小問 1: 山岳トンネル自動化施工システムに関する文書において、2021年から開発が進められた実坑道はどこですか。

文書:

山岳トンネルの自動化施工システム「A4CSEL for Tunnel」が完成!
~切羽での災害ゼロ、省力化、生産性向上を目指して 掘削作業の自動化・遠隔化を実現~
鹿島(社長:天野裕正)が2017年から開発を進めてきた、次世代の山岳トンネル自動化施工システム「A4CSEL for Tunnel」(クワッドアクセル・フォー・トンネル)が完成しました。2018年からは模擬トンネル(静岡県富士市)、2021年からは実坑道である神岡試験坑道(岐阜県飛騨市)にて、山岳トンネルの掘削作業6ステップの自動化に向けた開発を進め、このたび、神岡試験坑道において6ステップすべての自動化・遠隔化に成功しました。

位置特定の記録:
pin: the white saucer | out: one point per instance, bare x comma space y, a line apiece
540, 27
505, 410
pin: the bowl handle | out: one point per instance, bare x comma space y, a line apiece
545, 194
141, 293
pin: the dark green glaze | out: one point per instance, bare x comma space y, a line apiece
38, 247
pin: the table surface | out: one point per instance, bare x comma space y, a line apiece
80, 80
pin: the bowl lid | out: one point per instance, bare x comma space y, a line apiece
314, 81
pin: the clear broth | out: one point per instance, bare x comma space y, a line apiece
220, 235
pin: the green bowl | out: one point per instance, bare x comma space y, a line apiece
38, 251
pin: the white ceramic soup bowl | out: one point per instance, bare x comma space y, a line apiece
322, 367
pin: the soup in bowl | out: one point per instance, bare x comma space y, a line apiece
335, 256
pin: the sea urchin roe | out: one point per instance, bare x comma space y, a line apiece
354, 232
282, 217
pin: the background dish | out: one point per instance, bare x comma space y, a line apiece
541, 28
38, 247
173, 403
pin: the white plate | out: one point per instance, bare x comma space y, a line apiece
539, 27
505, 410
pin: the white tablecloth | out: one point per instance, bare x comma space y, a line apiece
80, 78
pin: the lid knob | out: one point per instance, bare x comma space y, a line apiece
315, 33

小問 2: 上の記録のうち、「soup」という文字列を含む行を数え、その数のみを答えてください。

回答全文 1: 岐阜県飛騨市の神岡試験坑道です。

回答全文 2: 2